* _Source passage_

*****

# St Barts Forums > Timeless Tips - A Great Place To Start >  >  What there is and isn't . . .  feel free to add as you like . . . .spell check!

## JEK

There is no *U* in Colombier
There is one *M* and one *S* in Flamands
There is no apostrophe in Lorient
There is an accent on the wine Rosé for a reason
There are two *U*s in Gouverneur

----------


## KevinS

There are only one *E* and two *A*s in Sint Maarten.

----------


## amyb

Merci.

----------


## andynap

> There is no *U* in Colombier
> There is one *M* and one *S* in Flamands
> There is no apostrophe in Lorient
> There is an accent on the wine Rosé for a reason
> There are two *U*s in Gouverneur



3 Columbiers today but I didn't feel like correcting

----------


## JEK

> 3 Columbiers today but I didn't feel like correcting



I felt your pain

----------


## tim

There *are* some fabulous photographers on the island, both amateur and professional, who regularly and graciously contribute their talents to this site, the function of which was first exploited by fellow mod, iJEK.

What there *ain't* is a bike rental/repair boutique(unless it's slipped in without my notice).

----------


## stbartshopper

It is l'Esprit not L'Espirit.

----------


## kent1994

> There *are* some fabulous photographers on the island, both amateur and professional, who regularly and graciously contribute their talents to this site, the function of which was first exploited by fellow mod, iJEK.
> 
> What there *ain't* is a bike rental/repair boutique(unless it's slipped in without my notice).



And this is surprising because we noticed many more bikes this year.

----------


## elgreaux

there isn't a golf course or a casino...

----------


## LMAC

And the sign at Entr'acte no longer has an "l" in front of the name.
and, if I'm not mistaken the 
Tamarin used to be Le or La ......... but maybe not.

*****

* _Work instructions_
#1 In the forum thread, what does elgreaux say the island does not have?
#2 Write out the part of the forum thread that opens with the words containing "there isn't a" and closes with "but maybe not.".
The lines after this sentence are separate material and have no connection to the forum thread.

* _Supplied data_

*****

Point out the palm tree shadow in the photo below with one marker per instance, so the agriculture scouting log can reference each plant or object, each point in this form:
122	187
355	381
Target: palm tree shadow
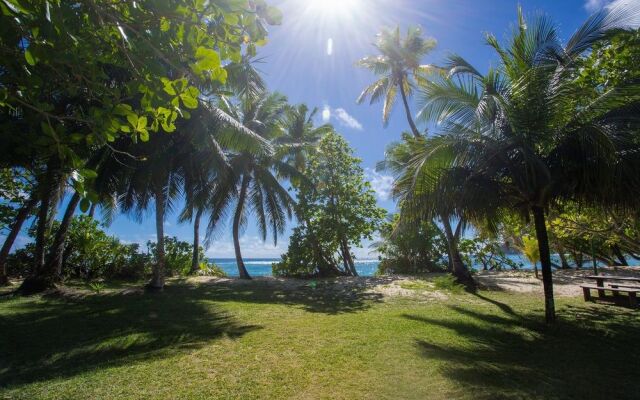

*****

* _Responses for each task_
#1 A golf course or a casino.

#2
there isn't a golf course or a casino...

----------


## LMAC

And the sign at Entr'acte no longer has an "l" in front of the name.
and, if I'm not mistaken the 
Tamarin used to be Le or La ......... but maybe not.